[What the task asks]: Without any images, output the records below verbatim.
Segment Start: Data records
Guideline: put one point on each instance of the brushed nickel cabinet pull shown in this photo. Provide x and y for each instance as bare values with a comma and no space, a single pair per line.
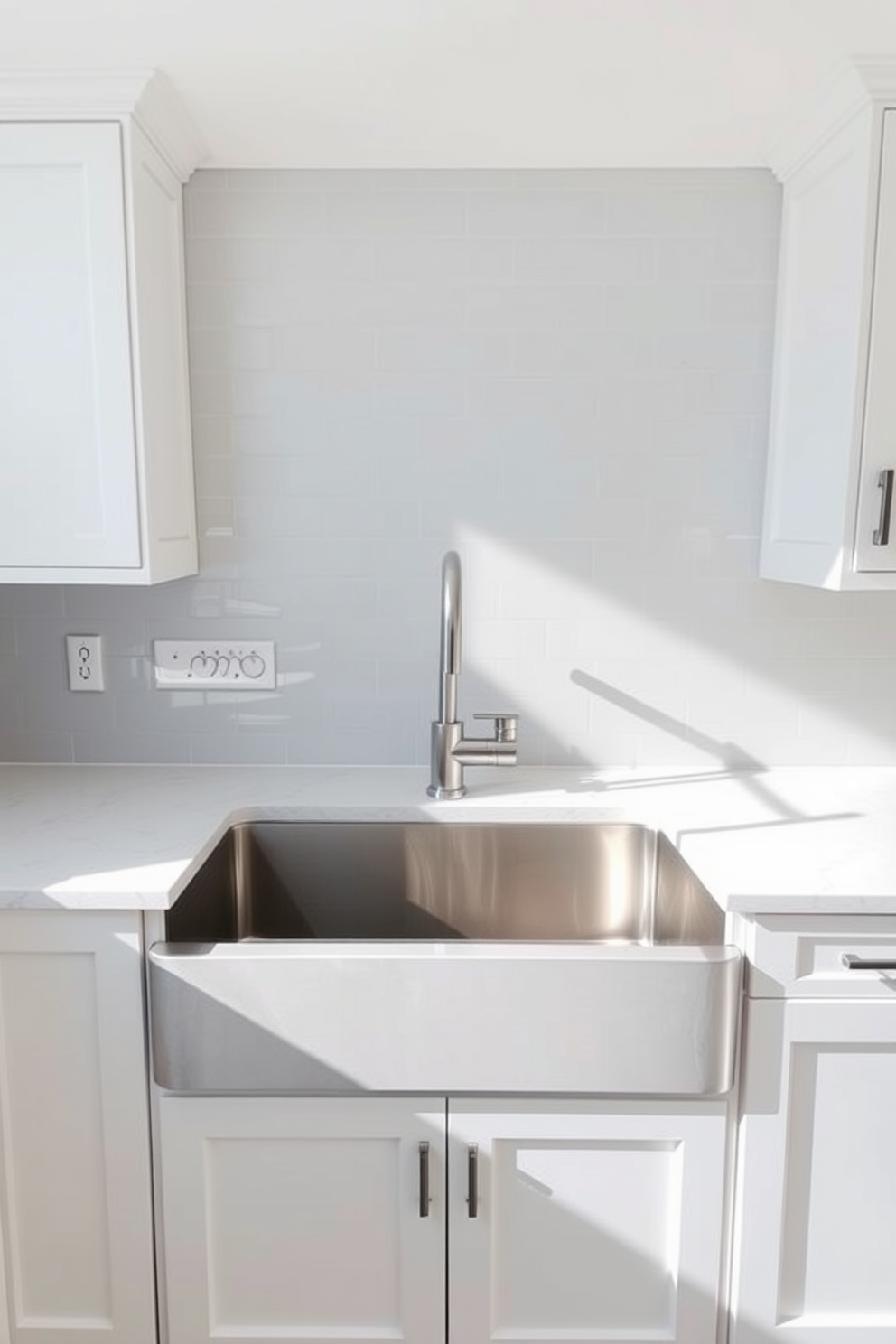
854,963
425,1181
473,1181
880,537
Segment End: Data records
[Problem solution]:
Guideline: put one point on each instance of the brushed nickel cabinet pull shown in this photo. Provide x and y for each instance as bare values with a comma and no space, a single pair per line.
854,963
425,1181
473,1181
880,537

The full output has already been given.